Pointing and labeling records
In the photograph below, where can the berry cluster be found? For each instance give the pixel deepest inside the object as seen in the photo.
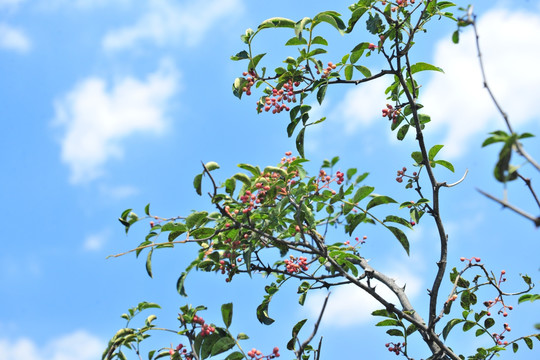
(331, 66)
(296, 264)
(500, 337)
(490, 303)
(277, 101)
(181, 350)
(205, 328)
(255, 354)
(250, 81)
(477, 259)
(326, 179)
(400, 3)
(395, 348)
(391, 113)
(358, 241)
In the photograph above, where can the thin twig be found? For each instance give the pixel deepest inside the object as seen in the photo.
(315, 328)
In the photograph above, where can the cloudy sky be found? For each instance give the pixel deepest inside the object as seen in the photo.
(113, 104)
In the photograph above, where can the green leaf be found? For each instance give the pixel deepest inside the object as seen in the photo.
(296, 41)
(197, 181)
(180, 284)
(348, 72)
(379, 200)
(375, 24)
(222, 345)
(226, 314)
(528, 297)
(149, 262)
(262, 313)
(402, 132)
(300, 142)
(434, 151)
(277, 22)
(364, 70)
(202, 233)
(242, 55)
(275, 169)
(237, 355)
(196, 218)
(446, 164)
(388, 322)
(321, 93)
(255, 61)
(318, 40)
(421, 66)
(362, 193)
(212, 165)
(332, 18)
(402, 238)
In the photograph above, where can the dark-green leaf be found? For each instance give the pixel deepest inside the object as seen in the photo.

__Aim__. Copy all of the records above verbatim, leaving out the picture.

__The completed task__.
In the photograph below, where can the berry cluster be found? For each instance give the pixel deepest inside the object as seen in the photo.
(331, 66)
(296, 264)
(500, 337)
(490, 303)
(277, 101)
(181, 350)
(205, 328)
(255, 354)
(250, 81)
(477, 259)
(326, 179)
(400, 3)
(395, 348)
(391, 113)
(358, 241)
In the photograph above, where can the thin twig be found? For each instance give the pixel deepest inside the object as seen in the photo.
(315, 328)
In the photograph above, where can the cloudy sky be found? For each instance give the pixel deepest inside the object as seen in the photo.
(113, 104)
In the photograph above, where can the green leaf be found? For each instance give the pixel deepest inside the object as seen in the photo.
(296, 41)
(197, 181)
(180, 284)
(348, 72)
(379, 200)
(375, 24)
(222, 345)
(226, 314)
(528, 297)
(149, 262)
(262, 313)
(402, 132)
(300, 142)
(434, 151)
(277, 22)
(364, 70)
(202, 233)
(242, 55)
(275, 169)
(237, 355)
(196, 218)
(446, 164)
(388, 322)
(321, 93)
(255, 61)
(318, 40)
(421, 66)
(362, 193)
(212, 165)
(332, 18)
(402, 238)
In the photograph above, where can the dark-green leaf be found? For each instance give the pixel deepest inside the object as seen in the photo.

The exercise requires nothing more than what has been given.